[Фрагмент текста]
Показательно здесь творческое переосмысление кадров ареста из фильма «Мать» (В. Пудовкин, 1926), в которых надменный полковник бьет по лицу молодого подпольщика. Ледащев наделяет их иной сюжетной мотивировкой: герой Баталова в его ленте прячет не оружие от жандармов, а еврейскую девочку от озверевших «истинно русских» погромщиков. Наверняка здесь таилось что-то личное, недаром это спасение девочки-подростка — тоненькой, стриженой, в короткой ночной рубашке, похожей на тунику, вылитой «босоножки» из студии Айседоры Дункан — инсценировал для своего фильма сам Ледащев. Немудрено, что этот оригинальный постановщик ушел из жизни в тридцать четыре года.

[Задания]
**a)** Кратко перескажите абзац фрагмента о Ледащеве, который начинается словами «Показательно здесь творческое переосмысление». Основные факты должны сохраниться.
**b)** Подхватите фрагмент о режиссёре Ледащеве и продолжите его сразу после последнего предложения.
Записи, приведённые далее, к фрагменту текста отношения не имеют.

[Записи]
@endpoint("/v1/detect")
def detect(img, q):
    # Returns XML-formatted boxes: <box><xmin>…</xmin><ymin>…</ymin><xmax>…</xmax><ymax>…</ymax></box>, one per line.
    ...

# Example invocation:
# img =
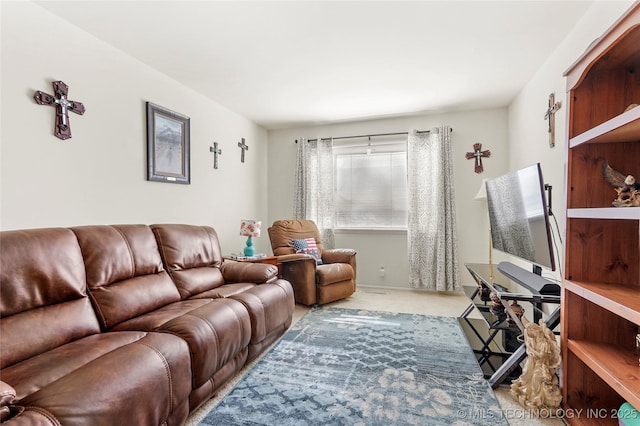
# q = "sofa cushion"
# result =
<box><xmin>72</xmin><ymin>225</ymin><xmax>180</xmax><ymax>330</ymax></box>
<box><xmin>151</xmin><ymin>224</ymin><xmax>225</xmax><ymax>299</ymax></box>
<box><xmin>231</xmin><ymin>280</ymin><xmax>295</xmax><ymax>361</ymax></box>
<box><xmin>0</xmin><ymin>228</ymin><xmax>100</xmax><ymax>373</ymax></box>
<box><xmin>2</xmin><ymin>332</ymin><xmax>191</xmax><ymax>426</ymax></box>
<box><xmin>115</xmin><ymin>299</ymin><xmax>251</xmax><ymax>389</ymax></box>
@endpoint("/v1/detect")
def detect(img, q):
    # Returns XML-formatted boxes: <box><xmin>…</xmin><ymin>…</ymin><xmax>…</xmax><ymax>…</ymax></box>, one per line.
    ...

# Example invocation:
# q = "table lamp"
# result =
<box><xmin>240</xmin><ymin>219</ymin><xmax>262</xmax><ymax>256</ymax></box>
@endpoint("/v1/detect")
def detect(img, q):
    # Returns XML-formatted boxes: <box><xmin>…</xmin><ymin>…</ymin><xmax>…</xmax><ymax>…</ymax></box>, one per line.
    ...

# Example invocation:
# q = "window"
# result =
<box><xmin>334</xmin><ymin>142</ymin><xmax>408</xmax><ymax>229</ymax></box>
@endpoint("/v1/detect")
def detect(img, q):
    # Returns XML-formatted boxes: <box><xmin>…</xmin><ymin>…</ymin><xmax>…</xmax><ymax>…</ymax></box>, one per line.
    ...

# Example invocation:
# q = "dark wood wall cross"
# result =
<box><xmin>33</xmin><ymin>81</ymin><xmax>84</xmax><ymax>140</ymax></box>
<box><xmin>238</xmin><ymin>138</ymin><xmax>249</xmax><ymax>163</ymax></box>
<box><xmin>544</xmin><ymin>93</ymin><xmax>562</xmax><ymax>148</ymax></box>
<box><xmin>466</xmin><ymin>143</ymin><xmax>491</xmax><ymax>173</ymax></box>
<box><xmin>209</xmin><ymin>142</ymin><xmax>222</xmax><ymax>169</ymax></box>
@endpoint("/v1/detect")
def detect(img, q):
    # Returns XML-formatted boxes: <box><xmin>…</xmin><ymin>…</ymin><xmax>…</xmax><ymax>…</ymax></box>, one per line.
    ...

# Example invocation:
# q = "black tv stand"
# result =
<box><xmin>498</xmin><ymin>262</ymin><xmax>560</xmax><ymax>296</ymax></box>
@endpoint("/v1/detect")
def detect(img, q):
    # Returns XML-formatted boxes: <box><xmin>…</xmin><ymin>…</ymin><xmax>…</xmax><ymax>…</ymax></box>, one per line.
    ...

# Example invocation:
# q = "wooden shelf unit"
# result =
<box><xmin>561</xmin><ymin>2</ymin><xmax>640</xmax><ymax>425</ymax></box>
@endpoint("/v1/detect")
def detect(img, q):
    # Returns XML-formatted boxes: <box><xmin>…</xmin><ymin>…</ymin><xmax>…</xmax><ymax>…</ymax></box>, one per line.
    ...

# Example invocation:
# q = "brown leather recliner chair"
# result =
<box><xmin>268</xmin><ymin>220</ymin><xmax>356</xmax><ymax>305</ymax></box>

[Ответы]
**a)** Ледащев по-новому переосмыслил кадры ареста из фильма В. Пудовкина «Мать» (1926), где надменный полковник бьёт по лицу молодого подпольщика. В его ленте герой Баталова прячет не оружие от жандармов, а еврейскую девочку от погромщиков. Сцену спасения девочки, похожей на «босоножку» из студии Айседоры Дункан, Ледащев инсценировал сам, и, видимо, за ней стояло что-то личное. Этот оригинальный постановщик умер в тридцать четыре года.

**b)**
Если к эстетике коллажа Ледащев пришел, вероятно, вполне бессознательно, то для Александра Клюге, интеллектуала и одного из лидеров «нового немецкого кино», коллаж — не только форма, но принципиальный и осознанный метод познания реальности. В статье «Утопия фильма» (1964) он писал:
Фильм должен подражать мыслительному процессу, потому что кинематографическое движение близко мыслительным операциям головного мозга. Он может не только противопоставить звук и зрительный образ, но напряжением между этими элементами провоцировать мыслительные процессы в голове зрителя [1].
Эту программу он воплотил в фильме «Артисты под куполом цирка: беспомощны» (1968), виртуозная композиция которого сплавляла в мощное целое игровую линию исканий цирковой гимнастки и разнообразный цитатный материал.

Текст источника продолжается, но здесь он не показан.